Material supplied:
══════

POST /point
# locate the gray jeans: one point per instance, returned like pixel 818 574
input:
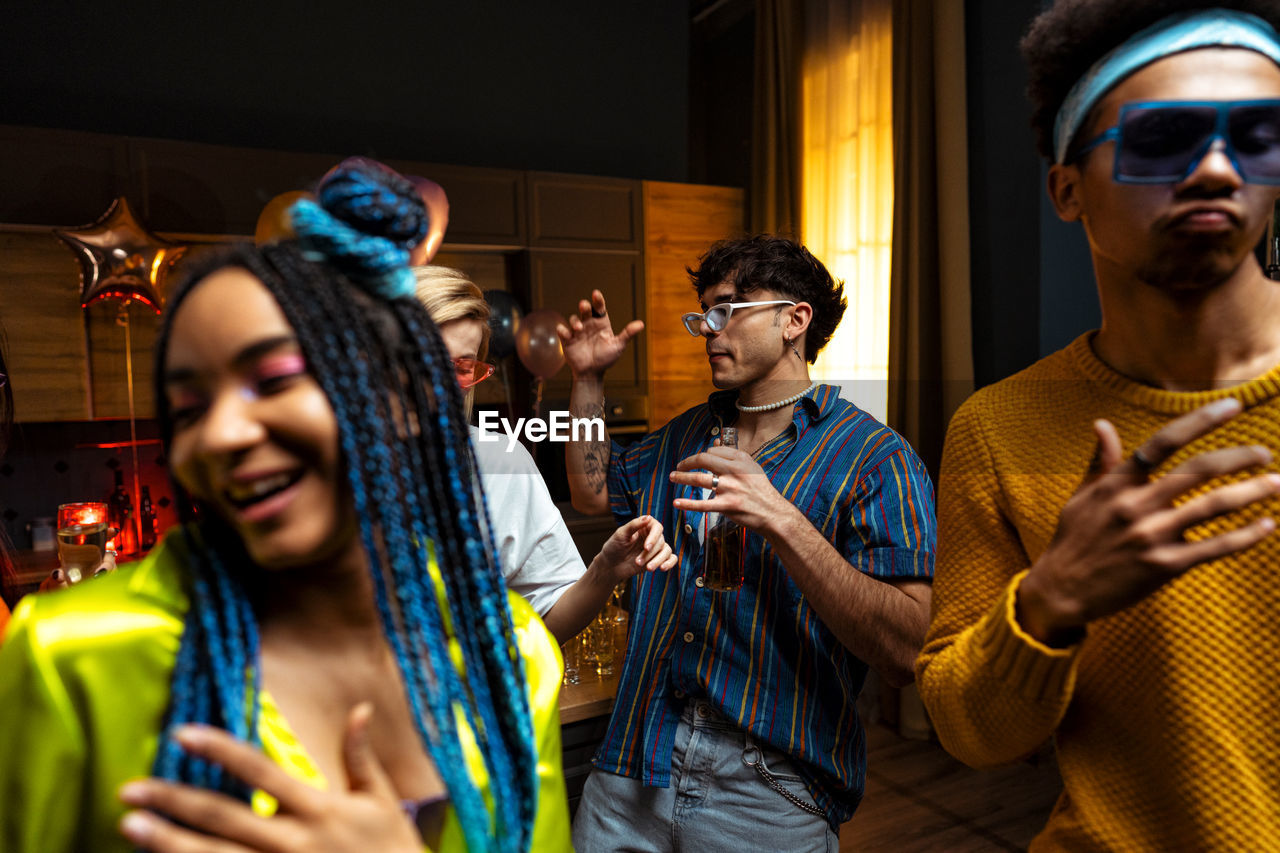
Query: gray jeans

══════

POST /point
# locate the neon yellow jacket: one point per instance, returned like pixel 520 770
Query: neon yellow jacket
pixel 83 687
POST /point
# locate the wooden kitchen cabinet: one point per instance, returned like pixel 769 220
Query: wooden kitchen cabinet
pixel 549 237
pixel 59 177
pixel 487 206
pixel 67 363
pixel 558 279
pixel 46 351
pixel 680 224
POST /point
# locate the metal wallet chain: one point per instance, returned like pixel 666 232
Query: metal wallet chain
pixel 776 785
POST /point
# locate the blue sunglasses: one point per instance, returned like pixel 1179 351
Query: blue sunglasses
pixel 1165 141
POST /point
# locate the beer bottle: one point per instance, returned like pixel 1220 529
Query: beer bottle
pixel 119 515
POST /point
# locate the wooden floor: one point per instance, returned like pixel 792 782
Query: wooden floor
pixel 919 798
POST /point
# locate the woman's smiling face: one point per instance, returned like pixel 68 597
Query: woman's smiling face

══════

Work instructions: How many lines in the items above contain the string "woman"? Case counts. Reply with the number only.

Task output: 2